EXCERPT below:

Flouz: Safely Adding AI Categorization to a Local SQLite CLI
How flouz uses a separate suggestions table and an explicit review/apply pipeline so AI never overwrites your bank transaction data.
Flouz is a small CLI I've been building to track my bank transactions locally with SQLite and let an AI model categorize them. The interesting part isn't the AI call itself, it's where the AI is allowed to write. This post walks through the one design choice that keeps the tool trustworthy: AI suggestions never touch the transactions table.
If you're building any tool that mixes deterministic user data with probabilistic model output, the pattern is worth stealing.
The problem with "AI fills in the blanks"
The naive design for AI categorization is straightforward: read each uncategorized transaction, ask the model for a category, write it back to transactions.category_id. One column, one update, done.
It also means a wrong model output silently corrupts your historical data. Re-running categorization can flip categories you already corrected by hand. Budgets computed from those categories quietly drift. There's no audit trail of what the model proposed versus what you accepted.
For a tool I actually want to trust with my own finances, that's a non-starter.
Two tables, one invariant
Flouz splits the concern into two tables:
CREATE TABLE transactions (
id INTEGER PRIMARY KEY AUTOINCREMENT,
date TEXT NOT NULL,
amount REAL NOT NULL,
counterparty TEXT NOT NULL,
category_id TEXT REFERENCES categories(id), -- user-confirmed only
-- ...

End of EXCERPT.

• **ACTIVITIES**:
1. In the flouz post, which column does the naive design write the model's category back to?
2. Please list every drawback of the naive "AI fills in the blanks" design that the flouz post gives.

RECORDS SHOWN below:

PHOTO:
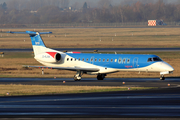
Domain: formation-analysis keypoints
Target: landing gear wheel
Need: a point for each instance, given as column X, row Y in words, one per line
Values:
column 162, row 77
column 101, row 77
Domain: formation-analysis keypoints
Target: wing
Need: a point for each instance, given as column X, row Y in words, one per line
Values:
column 66, row 68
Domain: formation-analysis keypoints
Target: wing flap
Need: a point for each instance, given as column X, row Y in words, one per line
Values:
column 65, row 68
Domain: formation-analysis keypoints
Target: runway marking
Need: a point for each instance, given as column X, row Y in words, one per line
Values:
column 97, row 98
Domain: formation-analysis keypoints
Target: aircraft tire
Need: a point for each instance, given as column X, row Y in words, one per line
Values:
column 162, row 78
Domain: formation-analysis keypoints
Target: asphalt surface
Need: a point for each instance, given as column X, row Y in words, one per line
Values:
column 138, row 82
column 99, row 49
column 161, row 102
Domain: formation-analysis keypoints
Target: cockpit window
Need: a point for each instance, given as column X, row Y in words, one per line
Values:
column 154, row 59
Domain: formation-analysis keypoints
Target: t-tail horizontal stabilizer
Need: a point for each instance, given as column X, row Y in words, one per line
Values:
column 37, row 42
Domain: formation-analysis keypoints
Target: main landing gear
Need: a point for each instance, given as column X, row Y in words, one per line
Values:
column 162, row 77
column 78, row 75
column 101, row 76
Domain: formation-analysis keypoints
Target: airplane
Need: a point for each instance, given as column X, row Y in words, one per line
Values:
column 94, row 63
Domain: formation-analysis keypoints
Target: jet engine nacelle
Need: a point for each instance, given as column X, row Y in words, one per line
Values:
column 49, row 57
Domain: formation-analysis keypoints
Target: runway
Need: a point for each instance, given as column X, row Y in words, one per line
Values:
column 99, row 49
column 138, row 82
column 161, row 102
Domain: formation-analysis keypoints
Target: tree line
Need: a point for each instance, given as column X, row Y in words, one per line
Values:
column 58, row 12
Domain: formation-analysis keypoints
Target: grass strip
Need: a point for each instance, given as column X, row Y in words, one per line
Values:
column 18, row 90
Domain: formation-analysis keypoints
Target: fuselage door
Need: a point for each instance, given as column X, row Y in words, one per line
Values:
column 135, row 63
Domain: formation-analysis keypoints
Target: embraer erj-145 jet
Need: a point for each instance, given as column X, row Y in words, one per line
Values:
column 94, row 64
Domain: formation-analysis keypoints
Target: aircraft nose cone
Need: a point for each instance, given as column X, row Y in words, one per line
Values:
column 167, row 67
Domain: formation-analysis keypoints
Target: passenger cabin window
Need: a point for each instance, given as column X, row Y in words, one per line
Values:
column 119, row 61
column 154, row 59
column 124, row 60
column 91, row 59
column 157, row 59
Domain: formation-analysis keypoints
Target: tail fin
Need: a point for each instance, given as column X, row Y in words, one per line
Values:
column 37, row 42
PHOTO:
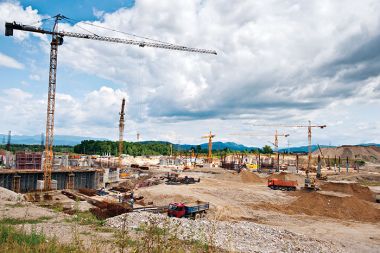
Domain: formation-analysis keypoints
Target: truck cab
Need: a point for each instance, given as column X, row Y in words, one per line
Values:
column 176, row 210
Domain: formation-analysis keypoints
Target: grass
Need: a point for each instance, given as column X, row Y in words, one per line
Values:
column 369, row 183
column 85, row 218
column 14, row 241
column 15, row 205
column 18, row 221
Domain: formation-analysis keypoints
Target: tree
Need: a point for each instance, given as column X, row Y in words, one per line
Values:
column 267, row 150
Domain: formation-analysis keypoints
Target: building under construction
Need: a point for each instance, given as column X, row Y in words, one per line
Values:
column 28, row 160
column 27, row 180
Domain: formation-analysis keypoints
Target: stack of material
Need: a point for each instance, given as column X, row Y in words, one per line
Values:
column 8, row 195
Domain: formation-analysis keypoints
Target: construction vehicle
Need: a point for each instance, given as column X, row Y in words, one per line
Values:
column 284, row 185
column 310, row 183
column 57, row 40
column 174, row 179
column 309, row 127
column 181, row 210
column 275, row 143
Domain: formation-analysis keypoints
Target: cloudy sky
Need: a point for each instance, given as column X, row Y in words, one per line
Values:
column 278, row 62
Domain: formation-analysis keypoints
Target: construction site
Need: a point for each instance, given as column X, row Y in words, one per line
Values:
column 323, row 200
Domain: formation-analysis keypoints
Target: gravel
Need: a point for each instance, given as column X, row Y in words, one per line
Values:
column 241, row 236
column 9, row 195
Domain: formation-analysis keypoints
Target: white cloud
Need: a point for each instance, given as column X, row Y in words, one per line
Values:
column 34, row 77
column 12, row 11
column 278, row 61
column 9, row 62
column 92, row 115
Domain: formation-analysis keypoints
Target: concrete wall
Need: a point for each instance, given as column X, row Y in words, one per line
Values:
column 28, row 181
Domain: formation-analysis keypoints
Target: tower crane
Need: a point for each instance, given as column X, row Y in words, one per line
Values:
column 275, row 143
column 276, row 135
column 57, row 40
column 121, row 131
column 210, row 136
column 309, row 127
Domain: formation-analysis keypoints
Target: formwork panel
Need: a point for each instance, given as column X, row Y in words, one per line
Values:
column 28, row 180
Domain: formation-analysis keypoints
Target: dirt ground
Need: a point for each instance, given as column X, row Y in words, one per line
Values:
column 345, row 216
column 343, row 212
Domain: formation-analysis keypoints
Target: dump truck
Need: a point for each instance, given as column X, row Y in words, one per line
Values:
column 192, row 211
column 174, row 179
column 285, row 185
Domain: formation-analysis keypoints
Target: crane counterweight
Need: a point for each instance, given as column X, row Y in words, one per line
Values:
column 57, row 40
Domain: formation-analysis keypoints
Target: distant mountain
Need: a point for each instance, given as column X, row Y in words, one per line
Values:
column 302, row 149
column 369, row 144
column 68, row 140
column 216, row 146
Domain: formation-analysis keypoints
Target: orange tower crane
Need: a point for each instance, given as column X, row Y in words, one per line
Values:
column 121, row 132
column 210, row 136
column 309, row 127
column 57, row 40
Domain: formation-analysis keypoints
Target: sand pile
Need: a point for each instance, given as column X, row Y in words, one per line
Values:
column 321, row 204
column 289, row 176
column 280, row 176
column 351, row 208
column 250, row 177
column 361, row 192
column 9, row 195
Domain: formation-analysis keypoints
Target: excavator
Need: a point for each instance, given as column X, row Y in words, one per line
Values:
column 310, row 183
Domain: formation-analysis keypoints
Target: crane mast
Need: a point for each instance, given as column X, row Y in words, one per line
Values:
column 121, row 131
column 210, row 136
column 309, row 127
column 57, row 40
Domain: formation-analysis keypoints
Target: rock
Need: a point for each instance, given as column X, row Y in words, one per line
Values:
column 9, row 195
column 242, row 236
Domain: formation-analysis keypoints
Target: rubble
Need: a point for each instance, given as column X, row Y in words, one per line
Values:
column 9, row 195
column 242, row 236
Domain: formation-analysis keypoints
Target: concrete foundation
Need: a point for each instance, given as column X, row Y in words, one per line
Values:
column 26, row 180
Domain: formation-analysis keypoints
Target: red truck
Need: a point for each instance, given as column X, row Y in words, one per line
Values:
column 284, row 185
column 180, row 210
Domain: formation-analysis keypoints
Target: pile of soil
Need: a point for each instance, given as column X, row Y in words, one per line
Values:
column 361, row 192
column 351, row 208
column 288, row 176
column 9, row 195
column 318, row 204
column 250, row 177
column 281, row 176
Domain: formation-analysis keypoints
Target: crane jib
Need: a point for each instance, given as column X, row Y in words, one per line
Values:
column 9, row 27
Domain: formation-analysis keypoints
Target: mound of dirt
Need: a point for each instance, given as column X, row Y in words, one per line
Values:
column 9, row 195
column 366, row 153
column 361, row 192
column 288, row 176
column 333, row 206
column 250, row 177
column 351, row 208
column 281, row 176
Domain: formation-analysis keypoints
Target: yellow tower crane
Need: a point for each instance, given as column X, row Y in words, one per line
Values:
column 210, row 136
column 309, row 127
column 121, row 132
column 57, row 40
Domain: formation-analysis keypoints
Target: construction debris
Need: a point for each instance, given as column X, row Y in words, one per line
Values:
column 228, row 235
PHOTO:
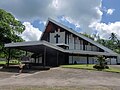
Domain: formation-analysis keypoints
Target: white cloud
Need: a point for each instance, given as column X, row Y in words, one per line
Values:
column 79, row 12
column 31, row 33
column 105, row 30
column 85, row 14
column 110, row 11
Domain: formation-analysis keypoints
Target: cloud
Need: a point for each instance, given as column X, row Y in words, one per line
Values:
column 31, row 33
column 84, row 14
column 110, row 11
column 104, row 30
column 79, row 12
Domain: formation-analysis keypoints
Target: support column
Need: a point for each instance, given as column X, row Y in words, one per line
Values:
column 87, row 59
column 9, row 52
column 44, row 57
column 72, row 58
column 57, row 57
column 26, row 53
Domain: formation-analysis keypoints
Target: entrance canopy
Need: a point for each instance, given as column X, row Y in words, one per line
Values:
column 34, row 46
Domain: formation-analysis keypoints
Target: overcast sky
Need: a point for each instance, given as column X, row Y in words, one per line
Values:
column 91, row 16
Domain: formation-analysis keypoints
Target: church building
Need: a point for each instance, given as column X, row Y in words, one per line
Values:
column 61, row 45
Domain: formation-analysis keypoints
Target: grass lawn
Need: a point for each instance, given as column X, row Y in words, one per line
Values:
column 12, row 62
column 90, row 67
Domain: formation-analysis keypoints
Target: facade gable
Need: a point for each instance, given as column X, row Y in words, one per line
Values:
column 71, row 38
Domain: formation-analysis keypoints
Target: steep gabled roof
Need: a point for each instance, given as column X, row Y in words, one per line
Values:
column 79, row 35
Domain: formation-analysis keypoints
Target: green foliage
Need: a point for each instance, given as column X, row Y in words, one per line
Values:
column 9, row 30
column 101, row 63
column 113, row 43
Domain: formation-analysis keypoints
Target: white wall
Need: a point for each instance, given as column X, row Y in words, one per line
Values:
column 61, row 39
column 71, row 41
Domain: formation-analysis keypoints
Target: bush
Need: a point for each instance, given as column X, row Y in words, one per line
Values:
column 98, row 67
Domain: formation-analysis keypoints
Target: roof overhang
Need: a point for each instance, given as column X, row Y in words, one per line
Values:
column 33, row 46
column 89, row 52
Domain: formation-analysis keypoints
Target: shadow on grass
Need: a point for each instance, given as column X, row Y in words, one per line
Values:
column 15, row 69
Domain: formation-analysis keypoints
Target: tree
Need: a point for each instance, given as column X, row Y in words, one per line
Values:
column 113, row 37
column 9, row 30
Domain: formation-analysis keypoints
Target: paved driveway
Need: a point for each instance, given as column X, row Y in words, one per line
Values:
column 63, row 77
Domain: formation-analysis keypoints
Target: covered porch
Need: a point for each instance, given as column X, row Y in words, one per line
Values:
column 44, row 53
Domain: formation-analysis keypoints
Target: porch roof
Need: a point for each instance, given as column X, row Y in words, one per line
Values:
column 33, row 46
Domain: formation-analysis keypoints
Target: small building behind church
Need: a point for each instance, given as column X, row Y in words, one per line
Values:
column 61, row 45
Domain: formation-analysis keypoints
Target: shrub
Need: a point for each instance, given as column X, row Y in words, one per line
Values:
column 102, row 64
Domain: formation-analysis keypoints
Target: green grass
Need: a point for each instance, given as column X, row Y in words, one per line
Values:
column 12, row 62
column 90, row 67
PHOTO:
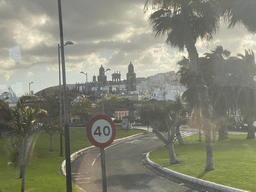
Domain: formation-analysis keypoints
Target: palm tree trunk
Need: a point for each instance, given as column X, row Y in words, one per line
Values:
column 251, row 131
column 209, row 158
column 23, row 178
column 21, row 171
column 222, row 135
column 51, row 148
column 200, row 133
column 172, row 155
column 178, row 135
column 214, row 135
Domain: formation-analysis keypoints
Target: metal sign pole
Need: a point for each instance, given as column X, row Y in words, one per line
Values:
column 103, row 167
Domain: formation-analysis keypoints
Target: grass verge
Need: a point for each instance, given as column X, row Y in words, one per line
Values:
column 43, row 171
column 234, row 161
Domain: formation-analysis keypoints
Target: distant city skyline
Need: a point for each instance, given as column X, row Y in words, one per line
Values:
column 112, row 34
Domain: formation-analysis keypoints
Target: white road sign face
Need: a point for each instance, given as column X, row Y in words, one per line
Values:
column 101, row 131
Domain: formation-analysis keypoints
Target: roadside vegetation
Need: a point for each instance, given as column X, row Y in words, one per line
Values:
column 43, row 169
column 234, row 161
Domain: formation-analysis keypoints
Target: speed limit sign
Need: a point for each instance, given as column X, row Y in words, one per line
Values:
column 101, row 131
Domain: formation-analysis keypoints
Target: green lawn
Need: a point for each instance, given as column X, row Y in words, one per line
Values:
column 43, row 172
column 234, row 161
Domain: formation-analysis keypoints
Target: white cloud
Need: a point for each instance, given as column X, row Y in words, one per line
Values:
column 29, row 74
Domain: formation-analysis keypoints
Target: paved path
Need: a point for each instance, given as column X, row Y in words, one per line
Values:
column 125, row 171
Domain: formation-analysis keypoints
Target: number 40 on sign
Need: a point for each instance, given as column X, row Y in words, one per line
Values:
column 101, row 131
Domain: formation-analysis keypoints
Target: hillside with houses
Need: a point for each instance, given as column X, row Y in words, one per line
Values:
column 162, row 86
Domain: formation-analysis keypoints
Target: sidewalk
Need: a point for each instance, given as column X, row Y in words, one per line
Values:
column 170, row 173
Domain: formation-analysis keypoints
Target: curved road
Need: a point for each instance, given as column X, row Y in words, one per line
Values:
column 125, row 170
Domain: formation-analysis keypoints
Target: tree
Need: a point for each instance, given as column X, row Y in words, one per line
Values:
column 82, row 108
column 24, row 122
column 237, row 11
column 163, row 116
column 51, row 129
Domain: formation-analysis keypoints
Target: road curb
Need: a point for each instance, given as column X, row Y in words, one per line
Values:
column 208, row 184
column 76, row 154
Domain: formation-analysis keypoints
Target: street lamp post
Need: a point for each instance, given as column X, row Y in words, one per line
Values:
column 103, row 110
column 29, row 87
column 59, row 47
column 67, row 144
column 85, row 82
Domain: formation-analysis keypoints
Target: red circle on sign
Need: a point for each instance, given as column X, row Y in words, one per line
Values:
column 101, row 131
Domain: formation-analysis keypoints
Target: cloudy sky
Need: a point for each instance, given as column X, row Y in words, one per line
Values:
column 111, row 33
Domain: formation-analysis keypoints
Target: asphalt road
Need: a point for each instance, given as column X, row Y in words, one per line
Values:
column 125, row 170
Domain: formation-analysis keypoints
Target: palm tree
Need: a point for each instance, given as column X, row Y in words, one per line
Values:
column 184, row 22
column 237, row 11
column 246, row 91
column 163, row 116
column 23, row 121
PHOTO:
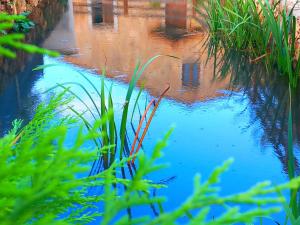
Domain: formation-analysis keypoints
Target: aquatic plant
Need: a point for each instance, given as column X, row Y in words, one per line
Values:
column 263, row 31
column 10, row 40
column 40, row 182
column 102, row 104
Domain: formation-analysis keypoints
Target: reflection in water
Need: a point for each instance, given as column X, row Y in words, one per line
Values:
column 97, row 16
column 269, row 103
column 190, row 74
column 91, row 39
column 18, row 100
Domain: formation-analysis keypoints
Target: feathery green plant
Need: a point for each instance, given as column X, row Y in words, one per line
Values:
column 40, row 182
column 10, row 40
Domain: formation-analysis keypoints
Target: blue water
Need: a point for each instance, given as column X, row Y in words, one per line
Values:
column 212, row 122
column 206, row 133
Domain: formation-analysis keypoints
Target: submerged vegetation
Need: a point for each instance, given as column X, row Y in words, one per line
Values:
column 263, row 31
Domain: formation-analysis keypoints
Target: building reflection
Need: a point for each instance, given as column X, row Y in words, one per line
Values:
column 135, row 36
column 18, row 101
column 97, row 15
column 190, row 75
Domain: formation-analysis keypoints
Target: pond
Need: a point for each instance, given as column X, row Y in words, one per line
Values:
column 243, row 116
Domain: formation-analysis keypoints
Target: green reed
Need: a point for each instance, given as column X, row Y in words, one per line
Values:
column 263, row 31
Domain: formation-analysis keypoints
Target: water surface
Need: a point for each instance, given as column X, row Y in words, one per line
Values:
column 240, row 116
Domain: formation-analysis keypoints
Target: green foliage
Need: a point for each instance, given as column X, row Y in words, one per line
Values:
column 264, row 32
column 23, row 25
column 11, row 40
column 43, row 181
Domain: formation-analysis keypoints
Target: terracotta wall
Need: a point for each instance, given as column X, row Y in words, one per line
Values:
column 18, row 6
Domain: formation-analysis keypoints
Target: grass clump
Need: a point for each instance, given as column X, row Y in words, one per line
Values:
column 11, row 36
column 265, row 32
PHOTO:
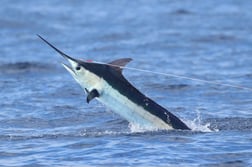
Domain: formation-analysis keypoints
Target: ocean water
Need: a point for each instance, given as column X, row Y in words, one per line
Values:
column 45, row 121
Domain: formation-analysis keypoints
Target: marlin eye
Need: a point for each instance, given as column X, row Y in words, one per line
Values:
column 78, row 68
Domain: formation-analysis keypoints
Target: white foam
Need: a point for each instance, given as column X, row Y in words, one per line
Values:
column 197, row 125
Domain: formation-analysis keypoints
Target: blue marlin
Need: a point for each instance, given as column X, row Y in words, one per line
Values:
column 106, row 83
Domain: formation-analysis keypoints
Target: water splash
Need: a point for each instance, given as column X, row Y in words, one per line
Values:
column 197, row 124
column 136, row 128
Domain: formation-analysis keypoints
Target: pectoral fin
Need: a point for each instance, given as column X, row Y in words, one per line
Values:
column 92, row 94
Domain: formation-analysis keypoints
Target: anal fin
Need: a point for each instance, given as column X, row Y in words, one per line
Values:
column 92, row 94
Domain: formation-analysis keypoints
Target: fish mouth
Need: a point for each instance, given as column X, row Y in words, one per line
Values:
column 68, row 68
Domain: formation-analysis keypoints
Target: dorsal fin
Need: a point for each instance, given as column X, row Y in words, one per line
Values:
column 119, row 63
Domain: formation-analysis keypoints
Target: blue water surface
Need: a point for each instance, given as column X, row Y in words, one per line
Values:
column 44, row 118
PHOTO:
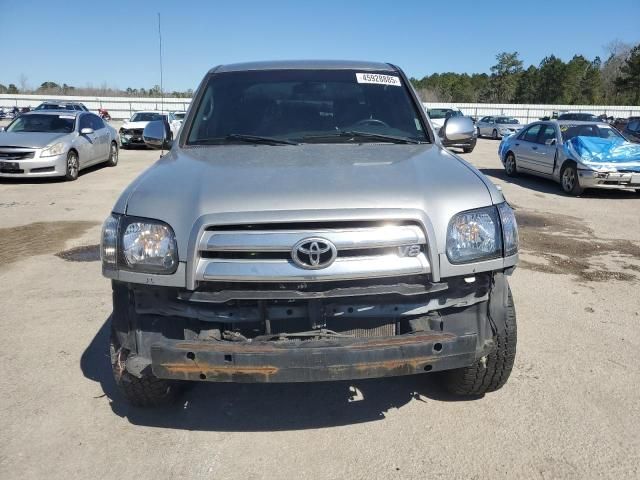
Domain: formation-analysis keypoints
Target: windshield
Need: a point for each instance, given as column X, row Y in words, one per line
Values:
column 588, row 130
column 43, row 123
column 507, row 120
column 440, row 113
column 146, row 117
column 585, row 117
column 304, row 105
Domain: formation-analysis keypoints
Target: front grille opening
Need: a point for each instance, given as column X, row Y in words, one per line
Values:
column 356, row 252
column 332, row 225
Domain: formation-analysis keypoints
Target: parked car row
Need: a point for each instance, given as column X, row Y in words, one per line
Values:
column 577, row 154
column 56, row 143
column 131, row 130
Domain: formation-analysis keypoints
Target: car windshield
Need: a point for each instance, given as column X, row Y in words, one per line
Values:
column 43, row 123
column 318, row 106
column 588, row 130
column 146, row 117
column 507, row 120
column 583, row 117
column 439, row 113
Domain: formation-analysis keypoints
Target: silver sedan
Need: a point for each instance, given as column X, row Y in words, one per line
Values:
column 56, row 144
column 497, row 127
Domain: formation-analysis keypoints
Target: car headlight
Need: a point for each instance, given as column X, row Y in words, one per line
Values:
column 482, row 234
column 510, row 238
column 52, row 150
column 139, row 244
column 474, row 235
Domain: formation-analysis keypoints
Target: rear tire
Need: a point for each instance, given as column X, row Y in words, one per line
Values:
column 492, row 372
column 73, row 166
column 147, row 391
column 569, row 180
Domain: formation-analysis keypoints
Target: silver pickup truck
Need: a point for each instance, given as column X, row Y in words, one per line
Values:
column 308, row 225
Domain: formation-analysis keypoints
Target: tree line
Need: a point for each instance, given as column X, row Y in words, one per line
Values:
column 53, row 88
column 580, row 81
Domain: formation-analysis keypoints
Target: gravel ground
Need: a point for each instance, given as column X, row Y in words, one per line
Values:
column 570, row 409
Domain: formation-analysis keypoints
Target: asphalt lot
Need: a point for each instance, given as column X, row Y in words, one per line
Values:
column 570, row 409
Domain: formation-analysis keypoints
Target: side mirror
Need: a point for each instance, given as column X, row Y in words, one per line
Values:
column 155, row 134
column 457, row 130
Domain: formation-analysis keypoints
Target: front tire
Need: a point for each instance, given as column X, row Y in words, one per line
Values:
column 510, row 167
column 569, row 180
column 73, row 166
column 491, row 372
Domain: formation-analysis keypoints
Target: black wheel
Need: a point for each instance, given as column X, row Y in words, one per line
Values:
column 491, row 372
column 113, row 155
column 510, row 167
column 569, row 180
column 146, row 391
column 73, row 166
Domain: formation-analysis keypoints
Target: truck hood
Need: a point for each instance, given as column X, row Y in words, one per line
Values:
column 250, row 184
column 29, row 139
column 131, row 125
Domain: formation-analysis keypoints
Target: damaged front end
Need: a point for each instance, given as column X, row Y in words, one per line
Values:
column 295, row 332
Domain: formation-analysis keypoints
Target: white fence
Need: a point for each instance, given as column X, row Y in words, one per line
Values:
column 530, row 113
column 118, row 107
column 123, row 107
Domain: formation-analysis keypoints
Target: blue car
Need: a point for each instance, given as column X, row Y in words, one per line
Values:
column 578, row 155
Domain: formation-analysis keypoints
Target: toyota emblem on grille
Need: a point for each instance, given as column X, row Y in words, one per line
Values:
column 314, row 253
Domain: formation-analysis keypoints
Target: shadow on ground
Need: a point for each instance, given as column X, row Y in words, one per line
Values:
column 544, row 185
column 265, row 407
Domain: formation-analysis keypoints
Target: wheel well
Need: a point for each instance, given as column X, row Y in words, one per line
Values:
column 566, row 163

End of RECORDS SHOWN.

• **ANSWERS BELOW**:
1. transactions.category_id

2.
- A wrong model output silently corrupts historical data.
- Re-running categorization can flip categories already corrected by hand.
- Budgets computed from those categories quietly drift.
- There's no audit trail of what the model proposed versus what was accepted.